* [GIVEN REQUEST A]
From the bitsandbytes patch, return the stretch from "From 7e0fb655e1e040221054886fbee9d5682aa6e4e2 Mon" through "to be tested.".
* [GIVEN REQUEST B]
List every file path that the bitsandbytes patch summary reports as changed.
* [GIVEN REQUEST C]
Write what comes next in the bitsandbytes patch, picking up after its final line.

From 7e0fb655e1e040221054886fbee9d5682aa6e4e2 Mon Sep 17 00:00:00 2001
From: Tim Dettmers <tim.dettmers@gmail.com>
Date: Tue, 23 Aug 2022 13:59:34 -0700
Subject: Some initial code. Needs to be tested.

---
 bitsandbytes/cuda_setup/main.py |  9 +++++++--
 bitsandbytes/functional.py      |  5 ++---
 bitsandbytes/optim/__init__.py  | 15 +++++++--------
 3 files changed, 16 insertions(+), 13 deletions(-)

(limited to 'bitsandbytes')

diff --git a/bitsandbytes/cuda_setup/main.py b/bitsandbytes/cuda_setup/main.py
index 975b772..d305c64 100644
--- a/bitsandbytes/cuda_setup/main.py
+++ b/bitsandbytes/cuda_setup/main.py
@@ -17,6 +17,7 @@ evaluation:
 """
 
 import ctypes
+import torch
 from pathlib import Path
 
 from ..utils import execute_and_return
@@ -28,7 +29,7 @@ def check_cuda_result(cuda, result_val):
     if result_val != 0:
         error_str = ctypes.c_char_p()
         cuda.cuGetErrorString(result_val, ctypes.byref(error_str))
-        raise Exception(f"CUDA exception! Error code: {error_str.value.decode()}")
+        print(f"CUDA exception! Error code: {error_str.value.decode()}")
 
 def get_cuda_version(cuda, cudart_path):
     # https://docs.nvidia.com/cuda/cuda-runtime-api/group__CUDART____VERSION.html#group__CUDART____VERSION
@@ -57,7 +58,7 @@ def get_cuda_lib_handle():
         cuda = ctypes.CDLL("libcuda.so")

[Named-object pointing records]
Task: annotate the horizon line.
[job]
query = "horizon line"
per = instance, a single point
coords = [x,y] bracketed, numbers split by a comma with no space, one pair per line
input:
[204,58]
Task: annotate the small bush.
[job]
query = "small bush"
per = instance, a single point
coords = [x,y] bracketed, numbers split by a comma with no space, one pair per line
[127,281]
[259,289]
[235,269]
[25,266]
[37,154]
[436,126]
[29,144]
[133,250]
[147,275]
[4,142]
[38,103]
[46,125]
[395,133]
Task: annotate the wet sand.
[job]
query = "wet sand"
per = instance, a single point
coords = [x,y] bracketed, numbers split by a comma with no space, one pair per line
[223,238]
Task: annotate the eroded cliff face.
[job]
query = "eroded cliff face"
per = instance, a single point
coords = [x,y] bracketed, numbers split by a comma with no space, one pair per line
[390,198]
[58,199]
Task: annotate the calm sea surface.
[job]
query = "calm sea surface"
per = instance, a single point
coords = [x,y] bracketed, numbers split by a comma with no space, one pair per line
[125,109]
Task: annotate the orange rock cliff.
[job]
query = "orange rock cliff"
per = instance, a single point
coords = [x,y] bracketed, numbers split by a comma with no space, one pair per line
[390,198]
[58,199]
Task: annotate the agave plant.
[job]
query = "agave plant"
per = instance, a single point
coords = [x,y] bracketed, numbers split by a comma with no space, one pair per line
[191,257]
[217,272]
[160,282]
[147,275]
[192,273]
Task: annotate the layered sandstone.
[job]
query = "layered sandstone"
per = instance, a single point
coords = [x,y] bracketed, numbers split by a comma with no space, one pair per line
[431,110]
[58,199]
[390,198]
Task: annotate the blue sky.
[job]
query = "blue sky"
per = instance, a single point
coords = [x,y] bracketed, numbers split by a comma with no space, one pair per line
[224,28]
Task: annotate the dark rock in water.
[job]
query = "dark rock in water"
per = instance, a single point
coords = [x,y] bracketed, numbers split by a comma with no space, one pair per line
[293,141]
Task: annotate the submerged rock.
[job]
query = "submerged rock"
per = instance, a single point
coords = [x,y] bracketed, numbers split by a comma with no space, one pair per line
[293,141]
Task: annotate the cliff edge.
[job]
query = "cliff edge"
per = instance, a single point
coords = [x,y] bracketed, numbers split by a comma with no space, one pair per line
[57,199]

* [FINAL ANSWER A]
From 7e0fb655e1e040221054886fbee9d5682aa6e4e2 Mon Sep 17 00:00:00 2001
From: Tim Dettmers <tim.dettmers@gmail.com>
Date: Tue, 23 Aug 2022 13:59:34 -0700
Subject: Some initial code. Needs to be tested.

* [FINAL ANSWER B]
bitsandbytes/cuda_setup/main.py
bitsandbytes/functional.py
bitsandbytes/optim/__init__.py

* [FINAL ANSWER C]
     except OSError:
         # TODO: shouldn't we error or at least warn here?
-        raise Exception('CUDA SETUP: ERROR! libcuda.so not found! Do you have a CUDA driver installed? If you are on a cluster, make sure you are on a CUDA machine!')
+        print('CUDA SETUP: WARNING! libcuda.so not found! Do you have a CUDA driver installed? If you are on a cluster, make sure you are on a CUDA machine!')
         return None
     check_cuda_result(cuda, cuda.cuInit(0))
 
@@ -119,6 +120,10 @@ def evaluate_cuda_setup():
     print('For effortless bug reporting copy-paste your error into this form: https://docs.google.com/forms/d/e/1FAIpQLScPB8emS3Thkp66nvqwmjTEgxp8Y9ufuWTzFyr9kJ5AoI47dQ/viewform?usp=sf_link')
     print('='*80)
     binary_name = "libbitsandbytes_cpu.so"
+    #if not torch.cuda.is_available():
+        #print('No GPU detected. Loading CPU library...')
+        #return binary_name
+
     cudart_path = determine_cuda_runtime_lib_path()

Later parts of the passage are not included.